| Work to be completed |
Restate the data below word for word, omitting pictures.

| Input data |

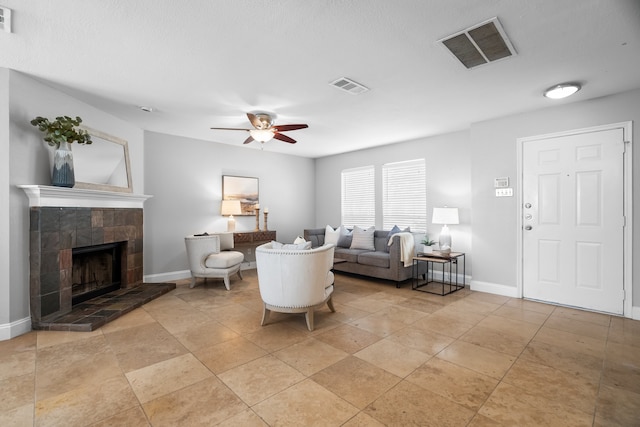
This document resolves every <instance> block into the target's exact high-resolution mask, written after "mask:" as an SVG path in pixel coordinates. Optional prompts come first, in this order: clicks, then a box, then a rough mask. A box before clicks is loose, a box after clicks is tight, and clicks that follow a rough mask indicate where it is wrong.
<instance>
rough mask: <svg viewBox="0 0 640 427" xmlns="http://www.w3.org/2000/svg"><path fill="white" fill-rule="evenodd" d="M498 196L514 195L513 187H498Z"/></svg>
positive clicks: (497, 190) (496, 195) (496, 194)
mask: <svg viewBox="0 0 640 427" xmlns="http://www.w3.org/2000/svg"><path fill="white" fill-rule="evenodd" d="M496 197H513V188H511V187H509V188H496Z"/></svg>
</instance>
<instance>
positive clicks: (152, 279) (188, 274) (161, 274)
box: [142, 270, 191, 283]
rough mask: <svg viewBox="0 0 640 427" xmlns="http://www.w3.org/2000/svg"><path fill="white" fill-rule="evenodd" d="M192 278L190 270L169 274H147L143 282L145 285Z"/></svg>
mask: <svg viewBox="0 0 640 427" xmlns="http://www.w3.org/2000/svg"><path fill="white" fill-rule="evenodd" d="M190 277H191V271H190V270H181V271H170V272H168V273H159V274H147V275H146V276H144V277H143V279H142V281H143V282H145V283H160V282H170V281H172V280H181V279H188V278H190Z"/></svg>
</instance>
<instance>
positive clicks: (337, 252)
mask: <svg viewBox="0 0 640 427" xmlns="http://www.w3.org/2000/svg"><path fill="white" fill-rule="evenodd" d="M365 252H370V251H367V250H366V249H348V248H336V249H335V251H334V252H333V256H334V258H340V259H344V260H346V261H347V262H353V263H357V262H358V255H360V254H363V253H365Z"/></svg>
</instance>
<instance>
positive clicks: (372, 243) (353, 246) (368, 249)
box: [350, 225, 376, 251]
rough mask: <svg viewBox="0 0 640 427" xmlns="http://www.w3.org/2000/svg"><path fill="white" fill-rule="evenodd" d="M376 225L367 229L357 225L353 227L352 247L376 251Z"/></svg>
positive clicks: (353, 247) (358, 248) (351, 242)
mask: <svg viewBox="0 0 640 427" xmlns="http://www.w3.org/2000/svg"><path fill="white" fill-rule="evenodd" d="M375 231H376V228H375V227H369V228H367V229H366V230H365V229H364V228H360V227H358V226H357V225H356V226H355V227H354V228H353V238H352V240H351V246H350V248H351V249H367V250H369V251H375V250H376V247H375V245H374V244H373V234H374V233H375Z"/></svg>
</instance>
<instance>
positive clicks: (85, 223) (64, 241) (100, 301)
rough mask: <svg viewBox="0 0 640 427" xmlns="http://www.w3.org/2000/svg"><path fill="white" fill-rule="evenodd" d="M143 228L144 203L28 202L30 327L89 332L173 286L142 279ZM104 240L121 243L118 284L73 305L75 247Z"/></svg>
mask: <svg viewBox="0 0 640 427" xmlns="http://www.w3.org/2000/svg"><path fill="white" fill-rule="evenodd" d="M142 230H143V209H142V208H103V207H98V208H93V207H40V206H32V207H31V208H30V295H31V324H32V328H33V329H45V330H72V331H91V330H94V329H95V328H97V327H100V326H102V325H103V324H105V323H106V322H108V321H110V320H113V319H115V318H117V317H119V316H120V315H122V314H125V313H126V312H128V311H131V310H133V309H134V308H136V307H139V306H140V305H142V304H144V303H146V302H148V301H150V300H152V299H153V298H155V297H157V296H160V295H162V294H164V293H166V292H169V291H170V290H171V289H174V288H175V284H144V283H142V278H143V268H142V264H143V245H142V243H143V233H142ZM105 243H118V244H119V246H120V250H119V253H120V262H119V265H120V268H121V272H120V279H121V283H120V289H118V290H115V291H112V292H109V293H108V294H106V295H102V296H98V297H96V298H94V299H91V300H89V301H85V302H82V303H80V304H77V305H72V253H73V249H74V248H80V247H88V246H93V245H103V244H105Z"/></svg>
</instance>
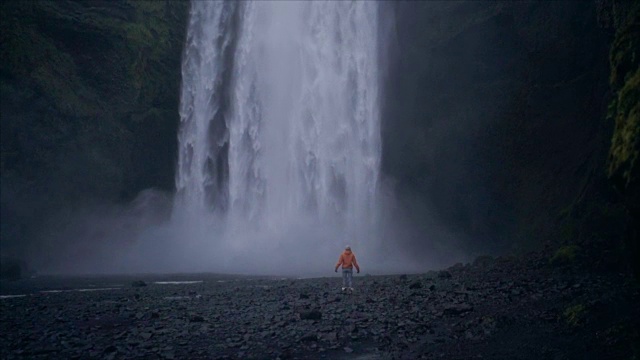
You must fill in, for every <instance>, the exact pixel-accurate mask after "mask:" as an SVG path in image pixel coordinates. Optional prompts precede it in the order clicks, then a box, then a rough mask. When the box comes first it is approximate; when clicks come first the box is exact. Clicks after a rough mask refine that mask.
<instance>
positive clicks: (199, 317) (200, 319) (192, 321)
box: [189, 315, 204, 322]
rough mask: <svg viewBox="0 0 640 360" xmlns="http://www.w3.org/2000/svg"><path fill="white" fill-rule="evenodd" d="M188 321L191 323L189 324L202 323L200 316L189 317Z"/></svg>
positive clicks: (192, 316) (198, 315)
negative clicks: (193, 323)
mask: <svg viewBox="0 0 640 360" xmlns="http://www.w3.org/2000/svg"><path fill="white" fill-rule="evenodd" d="M189 321H191V322H203V321H204V318H203V317H202V316H200V315H191V316H190V317H189Z"/></svg>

| Response to this exercise |
This document resolves every <instance> block into the target's exact high-resolution mask, written after "mask:" as an SVG path in pixel coordinates. Optional prompts come first, in this order: clicks, then a box, then a rough mask. A box before clicks is loose, a box after clicks is tight, and clicks that follow a rough mask indicate where it is wrong.
<instance>
rough mask: <svg viewBox="0 0 640 427" xmlns="http://www.w3.org/2000/svg"><path fill="white" fill-rule="evenodd" d="M498 196L514 195L513 187H498Z"/></svg>
positive clicks: (497, 190) (496, 195) (496, 194)
mask: <svg viewBox="0 0 640 427" xmlns="http://www.w3.org/2000/svg"><path fill="white" fill-rule="evenodd" d="M496 197H513V188H511V187H509V188H496Z"/></svg>
</instance>
<instance>
positive clicks: (152, 279) (188, 274) (161, 274)
box: [142, 270, 191, 283]
rough mask: <svg viewBox="0 0 640 427" xmlns="http://www.w3.org/2000/svg"><path fill="white" fill-rule="evenodd" d="M192 278L190 270L169 274H147L143 282L145 285Z"/></svg>
mask: <svg viewBox="0 0 640 427" xmlns="http://www.w3.org/2000/svg"><path fill="white" fill-rule="evenodd" d="M190 277H191V271H190V270H181V271H170V272H168V273H159V274H147V275H146V276H144V277H143V279H142V281H143V282H145V283H160V282H170V281H172V280H181V279H188V278H190Z"/></svg>
</instance>
<instance>
positive clicks: (337, 252)
mask: <svg viewBox="0 0 640 427" xmlns="http://www.w3.org/2000/svg"><path fill="white" fill-rule="evenodd" d="M365 252H370V251H367V250H366V249H348V248H336V249H335V251H334V252H333V256H334V258H340V259H344V260H346V261H347V262H353V263H357V262H358V255H360V254H363V253H365Z"/></svg>
</instance>
<instance>
positive clicks: (372, 243) (353, 246) (368, 249)
box: [350, 225, 376, 251]
rough mask: <svg viewBox="0 0 640 427" xmlns="http://www.w3.org/2000/svg"><path fill="white" fill-rule="evenodd" d="M376 225L367 229L357 225L353 227L352 247L376 251Z"/></svg>
positive clicks: (353, 247) (358, 248) (351, 242)
mask: <svg viewBox="0 0 640 427" xmlns="http://www.w3.org/2000/svg"><path fill="white" fill-rule="evenodd" d="M375 231H376V228H375V227H369V228H367V229H366V230H365V229H364V228H360V227H358V226H357V225H356V226H355V227H354V228H353V238H352V240H351V246H350V248H351V249H367V250H369V251H375V250H376V247H375V245H374V244H373V234H374V233H375Z"/></svg>
</instance>
<instance>
positive clicks: (85, 223) (64, 241) (100, 301)
rough mask: <svg viewBox="0 0 640 427" xmlns="http://www.w3.org/2000/svg"><path fill="white" fill-rule="evenodd" d="M143 228L144 203L28 202L30 327L89 332L173 286L142 279ZM104 240L121 243L118 284L73 305L75 247Z"/></svg>
mask: <svg viewBox="0 0 640 427" xmlns="http://www.w3.org/2000/svg"><path fill="white" fill-rule="evenodd" d="M142 230H143V209H142V208H103V207H98V208H93V207H40V206H32V207H31V208H30V295H31V324H32V328H33V329H45V330H72V331H91V330H94V329H95V328H97V327H100V326H102V325H103V324H105V323H106V322H108V321H110V320H113V319H115V318H117V317H119V316H120V315H122V314H125V313H126V312H128V311H131V310H133V309H134V308H136V307H139V306H140V305H142V304H144V303H146V302H148V301H150V300H152V299H153V298H155V297H157V296H160V295H162V294H164V293H166V292H169V291H170V290H171V289H174V288H175V284H144V283H142V278H143V268H142V264H143V245H142V243H143V233H142ZM105 243H118V244H119V246H120V250H119V253H120V262H119V265H120V268H121V272H120V279H121V283H120V289H118V290H115V291H112V292H109V293H108V294H106V295H102V296H98V297H96V298H94V299H91V300H89V301H85V302H82V303H80V304H77V305H72V253H73V249H74V248H80V247H88V246H93V245H103V244H105Z"/></svg>
</instance>
You must fill in, for every <instance>, the exact pixel-accurate mask after "mask:" as an SVG path in image pixel coordinates. Optional prompts precede it in the order clicks, then a box, then a rough mask. When the box comes first it is approximate; when clicks come first the box is exact. Clicks after a rough mask refine that mask.
<instance>
positive clicks: (199, 317) (200, 319) (192, 321)
box: [189, 315, 204, 322]
rough mask: <svg viewBox="0 0 640 360" xmlns="http://www.w3.org/2000/svg"><path fill="white" fill-rule="evenodd" d="M188 321L191 323L189 324L202 323L200 316L189 317Z"/></svg>
positive clicks: (192, 316) (198, 315)
negative clicks: (193, 323)
mask: <svg viewBox="0 0 640 360" xmlns="http://www.w3.org/2000/svg"><path fill="white" fill-rule="evenodd" d="M189 321H191V322H203V321H204V318H203V317H202V316H200V315H191V316H190V317H189Z"/></svg>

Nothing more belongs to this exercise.